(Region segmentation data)
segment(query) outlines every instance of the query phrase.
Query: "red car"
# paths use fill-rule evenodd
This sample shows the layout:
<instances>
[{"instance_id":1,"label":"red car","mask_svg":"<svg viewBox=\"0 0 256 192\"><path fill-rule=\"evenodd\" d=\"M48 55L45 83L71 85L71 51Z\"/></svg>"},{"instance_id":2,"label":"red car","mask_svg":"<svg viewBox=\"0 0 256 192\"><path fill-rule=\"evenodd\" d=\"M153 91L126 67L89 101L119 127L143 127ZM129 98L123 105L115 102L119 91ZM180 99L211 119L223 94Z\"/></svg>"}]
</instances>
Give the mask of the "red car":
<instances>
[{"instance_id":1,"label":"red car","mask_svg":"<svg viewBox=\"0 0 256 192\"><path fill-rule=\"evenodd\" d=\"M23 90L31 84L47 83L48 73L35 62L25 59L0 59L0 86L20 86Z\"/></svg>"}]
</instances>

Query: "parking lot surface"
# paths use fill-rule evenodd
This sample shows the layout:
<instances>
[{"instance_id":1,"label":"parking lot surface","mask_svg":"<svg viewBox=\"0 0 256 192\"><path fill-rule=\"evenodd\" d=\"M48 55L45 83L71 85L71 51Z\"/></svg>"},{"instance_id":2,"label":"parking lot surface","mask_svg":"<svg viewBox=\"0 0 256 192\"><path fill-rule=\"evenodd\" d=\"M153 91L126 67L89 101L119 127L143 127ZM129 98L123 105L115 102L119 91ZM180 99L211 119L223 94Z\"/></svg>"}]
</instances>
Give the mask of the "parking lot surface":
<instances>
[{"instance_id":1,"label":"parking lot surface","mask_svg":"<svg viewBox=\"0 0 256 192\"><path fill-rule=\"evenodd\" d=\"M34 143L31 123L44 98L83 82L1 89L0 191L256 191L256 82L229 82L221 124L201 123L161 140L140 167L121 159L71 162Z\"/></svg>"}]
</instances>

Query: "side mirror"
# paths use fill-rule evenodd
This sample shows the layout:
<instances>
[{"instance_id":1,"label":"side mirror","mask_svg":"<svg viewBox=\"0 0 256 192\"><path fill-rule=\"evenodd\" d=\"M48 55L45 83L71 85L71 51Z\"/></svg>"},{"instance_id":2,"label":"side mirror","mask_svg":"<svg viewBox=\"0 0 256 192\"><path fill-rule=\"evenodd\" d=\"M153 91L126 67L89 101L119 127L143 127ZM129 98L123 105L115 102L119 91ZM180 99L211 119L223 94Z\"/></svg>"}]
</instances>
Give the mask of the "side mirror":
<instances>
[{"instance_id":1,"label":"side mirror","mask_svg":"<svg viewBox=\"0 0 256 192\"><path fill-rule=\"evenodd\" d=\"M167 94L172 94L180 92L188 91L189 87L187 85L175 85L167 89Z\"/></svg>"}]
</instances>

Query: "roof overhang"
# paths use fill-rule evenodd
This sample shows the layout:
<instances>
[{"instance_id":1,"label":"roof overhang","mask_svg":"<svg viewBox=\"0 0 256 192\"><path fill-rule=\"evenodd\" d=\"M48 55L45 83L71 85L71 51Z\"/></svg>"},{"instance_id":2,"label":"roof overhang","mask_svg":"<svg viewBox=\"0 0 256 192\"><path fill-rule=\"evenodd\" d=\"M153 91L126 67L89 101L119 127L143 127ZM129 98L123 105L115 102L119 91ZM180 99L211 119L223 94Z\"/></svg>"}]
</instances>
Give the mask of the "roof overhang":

Stated exercise — Using the data above, return each line exactly as written.

Full response —
segment(query) outlines every instance of the query phrase.
Query: "red car"
# paths use fill-rule evenodd
This sample shows the layout:
<instances>
[{"instance_id":1,"label":"red car","mask_svg":"<svg viewBox=\"0 0 256 192\"><path fill-rule=\"evenodd\" d=\"M48 55L45 83L71 85L71 51Z\"/></svg>"},{"instance_id":2,"label":"red car","mask_svg":"<svg viewBox=\"0 0 256 192\"><path fill-rule=\"evenodd\" d=\"M153 91L126 67L89 101L119 127L143 127ZM129 98L123 105L115 102L119 91ZM180 99L211 119L223 94Z\"/></svg>"}]
</instances>
Give the mask of the "red car":
<instances>
[{"instance_id":1,"label":"red car","mask_svg":"<svg viewBox=\"0 0 256 192\"><path fill-rule=\"evenodd\" d=\"M23 90L31 84L47 83L48 73L35 62L25 59L0 59L0 86L20 86Z\"/></svg>"}]
</instances>

Query: "parking lot surface"
# paths use fill-rule evenodd
This sample shows the layout:
<instances>
[{"instance_id":1,"label":"parking lot surface","mask_svg":"<svg viewBox=\"0 0 256 192\"><path fill-rule=\"evenodd\" d=\"M48 55L45 83L71 85L71 51Z\"/></svg>"},{"instance_id":2,"label":"parking lot surface","mask_svg":"<svg viewBox=\"0 0 256 192\"><path fill-rule=\"evenodd\" d=\"M153 91L126 67L89 101L119 127L143 127ZM129 98L123 105L115 102L119 91ZM180 99L211 119L223 94Z\"/></svg>"}]
</instances>
Give the mask of the "parking lot surface":
<instances>
[{"instance_id":1,"label":"parking lot surface","mask_svg":"<svg viewBox=\"0 0 256 192\"><path fill-rule=\"evenodd\" d=\"M34 143L31 123L44 98L83 82L1 89L0 191L256 191L256 82L229 82L221 124L201 123L161 140L140 167L121 159L71 162Z\"/></svg>"}]
</instances>

Query: "side mirror"
# paths use fill-rule evenodd
This sample shows the layout:
<instances>
[{"instance_id":1,"label":"side mirror","mask_svg":"<svg viewBox=\"0 0 256 192\"><path fill-rule=\"evenodd\" d=\"M48 55L45 83L71 85L71 51Z\"/></svg>"},{"instance_id":2,"label":"side mirror","mask_svg":"<svg viewBox=\"0 0 256 192\"><path fill-rule=\"evenodd\" d=\"M153 91L126 67L89 101L119 127L143 127ZM129 98L123 105L115 102L119 91ZM180 99L211 119L223 94Z\"/></svg>"}]
</instances>
Give the mask of the "side mirror":
<instances>
[{"instance_id":1,"label":"side mirror","mask_svg":"<svg viewBox=\"0 0 256 192\"><path fill-rule=\"evenodd\" d=\"M167 94L172 94L180 92L188 91L189 87L187 85L175 85L167 89Z\"/></svg>"}]
</instances>

Query: "roof overhang"
# paths use fill-rule evenodd
This sample shows the layout:
<instances>
[{"instance_id":1,"label":"roof overhang","mask_svg":"<svg viewBox=\"0 0 256 192\"><path fill-rule=\"evenodd\" d=\"M48 55L45 83L71 85L71 51Z\"/></svg>"},{"instance_id":2,"label":"roof overhang","mask_svg":"<svg viewBox=\"0 0 256 192\"><path fill-rule=\"evenodd\" d=\"M153 91L126 67L89 101L119 127L143 127ZM129 98L123 105L115 102L119 91ZM180 99L211 119L223 94Z\"/></svg>"}]
</instances>
Give the mask of the "roof overhang":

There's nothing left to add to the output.